Travail à faire -
**A)** Dans l'entretien avec Jean-Paul Huchon, à quelle date a-t-il signé la Charte Fruits, Légumes et Société ?
**B)** Les affirmations suivantes sont-elles conformes à l'entretien avec Jean-Paul Huchon ? Répondez par oui ou par non, en citant les mots du texte qui tranchent.
(i) La Charte Fruits, Légumes et Société a été lancée par l'interprofession Interfel.
(ii) Jean-Paul Huchon préside l'une des deux régions pilotes du Club Fruits, Légumes et Société.
(iii) Au Salon de l'Agriculture, la viande était à l'honneur sur le stand d'Île-de-France.
**C)** Poursuivez l'entretien avec Jean-Paul Huchon à partir de la dernière question qui lui est posée.

Extrait du document -
A la suite du Salon de l’Agriculture où les fruits et légumes étaient à l’honneur sur le stand d’Ile-de-France, Jean-Paul Huchon nous a accordé quelques instants pour nous exposer les différentes actions de la région en faveur de l’augmentation de la consommation de ces produits ainsi que les soutiens à la filière arboricole et maraîchère.

Signataire de la Charte Fruits, Légumes et Société lancée par l’interprofession Interfel et président d’une des deux régions pilotes du Club du même nom, Jean-Paul Huchon nous a accordé une interview afin de nous présenter les diverses animations mises en place par la région Ile-de-France en faveur de la consommation des fruits et légumes.

Fld : Vous avez signé la Charte Fruits, Légumes et Société en septembre 2006. Que vous apporte une telle démarche ?

Extrait de données -
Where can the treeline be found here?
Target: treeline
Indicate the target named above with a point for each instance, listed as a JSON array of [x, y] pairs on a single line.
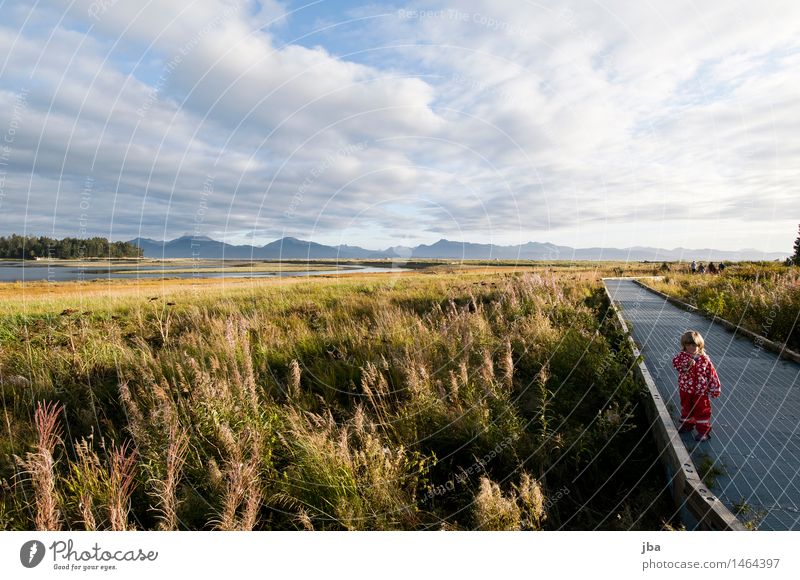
[[31, 247]]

Corrigé des exercices -
**A)** En septembre 2006.

**B)**
(i) Oui : « lancée par l’interprofession Interfel ».
(ii) Oui : « président d’une des deux régions pilotes du Club du même nom ».
(iii) Non : « les fruits et légumes étaient à l’honneur sur le stand d’Ile-de-France ».

**C)**
Jean-Paul Huchon :La Charte Fruits, Légumes et Société est venue à point nommé pour conforter les actions de la Région Ile-de-France et officialiser sa volonté de maintenir un secteur caractéristique des zones périurbaines, qui représente quelque 600 exploitations et 3 000 emplois, et créer des liens avec les consommateurs. Elle permet également un rapprochement avec l’Interprofession (Interfel) qui dispose d’outils de communication parfaitement complémentaires des démarches des collectivités. La Région est bien décidée à participer à la mobilisation des Franciliens sur ces thématiques de santé publique.

Fld : Quelles sont les actions que vous avez entreprises en faveur de la consommation des fruits et légumes ? Et comment ces actions sont mises en œuvre dans votre Région ?

J.-P. H. :Un Francilien sur trois souffre de surpoids et l’on constate une augmentation importante des cas d’obésité et de surpoids chez les jeunes, notamment au sein des zones d’éducation prioritaires, reflet des inégalités sociales. (Source : Insee - Enquête décennale santé 2002-2003).

Nous sommes confrontés à une question de santé publique et de “fracture alimentaire”, renforcée aujourd’hui par le coût croissant des fruits et légumes dans les magasins.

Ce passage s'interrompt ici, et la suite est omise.